**Assigned task 1**
What two other names does the 3p deletion syndrome article give for the condition?
**Assigned task 2**
For each statement, say whether it agrees with the 3p deletion syndrome article, answering yes or no and quoting the deciding words: (a) Most instances of the syndrome are hereditary. (b) Epilepsy is among the reported symptoms. (c) When the syndrome is inherited, it typically comes from a parent with severe symptoms.
**Assigned task 3**
In the 3p deletion syndrome article, retype the stretch from "- Ideogram of" through "of chromosome 3.".

**Passage**

+===+

- Other names: 3p- syndrome, 3p monosomy.
- Ideogram of the human chromosome 3.
- Specialty: Medical genetics

= 3p deletion syndrome =

Medical condition

3p deletion syndrome is a rare genetic disorder caused by the deletion of small fragments of chromosome 3.

== Signs and symptoms ==
Reported symptoms in patients with 3p deletion syndrome Include: intellectual disability, delayed psychomotor development, abnormal facial features, muscular hypotonia, epilepsy, and deformation of the gastrointestinal and urinary tracts.

== Causes ==
3p deletion syndrome is brought on by the loss of chromosome 3's small (p) arm's end. The majority of 3p deletion syndrome instances are not hereditary. One chromosome is deleted, usually randomly, either in the early stages of fetal development or during the production of reproductive cells, such as eggs or sperm. Affected individuals in these situations do not have a family history of the condition. Rarely, 3p deletion syndrome is inherited; typically, it comes from a parent who has modest symptoms. A parent who is unaffected and has a chromosomal rearrangement between chromosome 3 and another chromosome may potentially pass on the deletion to their offspring.

+===+

[Records taken from a dataset]

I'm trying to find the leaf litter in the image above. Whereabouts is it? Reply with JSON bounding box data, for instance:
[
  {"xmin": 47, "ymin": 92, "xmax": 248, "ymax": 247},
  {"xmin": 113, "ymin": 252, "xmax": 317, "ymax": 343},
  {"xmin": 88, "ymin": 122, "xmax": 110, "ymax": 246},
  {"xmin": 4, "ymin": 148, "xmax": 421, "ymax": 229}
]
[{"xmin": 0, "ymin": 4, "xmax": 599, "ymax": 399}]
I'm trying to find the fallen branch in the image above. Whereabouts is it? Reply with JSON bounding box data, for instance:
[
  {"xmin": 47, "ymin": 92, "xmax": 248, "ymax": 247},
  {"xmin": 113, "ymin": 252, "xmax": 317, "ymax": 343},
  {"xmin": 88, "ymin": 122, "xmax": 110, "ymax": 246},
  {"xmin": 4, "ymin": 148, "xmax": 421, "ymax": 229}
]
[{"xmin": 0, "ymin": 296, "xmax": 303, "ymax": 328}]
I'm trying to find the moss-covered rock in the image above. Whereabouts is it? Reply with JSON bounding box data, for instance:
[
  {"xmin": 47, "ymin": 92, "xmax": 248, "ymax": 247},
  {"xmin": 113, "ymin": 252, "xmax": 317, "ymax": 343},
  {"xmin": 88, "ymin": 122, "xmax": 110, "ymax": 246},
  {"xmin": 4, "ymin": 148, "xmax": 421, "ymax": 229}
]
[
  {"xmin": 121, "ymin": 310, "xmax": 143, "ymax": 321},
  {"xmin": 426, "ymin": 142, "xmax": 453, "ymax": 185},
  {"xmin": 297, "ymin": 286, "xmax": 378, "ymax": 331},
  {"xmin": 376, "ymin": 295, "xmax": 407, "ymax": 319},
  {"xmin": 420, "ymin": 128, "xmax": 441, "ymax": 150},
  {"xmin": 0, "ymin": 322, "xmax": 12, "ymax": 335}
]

+===+

**Task solution 1**
3p- syndrome and 3p monosomy.

**Task solution 2**
(a) No: "The majority of 3p deletion syndrome instances are not hereditary."
(b) Yes: "muscular hypotonia, epilepsy, and deformation of the gastrointestinal and urinary tracts"
(c) No: "typically, it comes from a parent who has modest symptoms."

**Task solution 3**
- Ideogram of the human chromosome 3.
- Specialty: Medical genetics

= 3p deletion syndrome =

Medical condition

3p deletion syndrome is a rare genetic disorder caused by the deletion of small fragments of chromosome 3.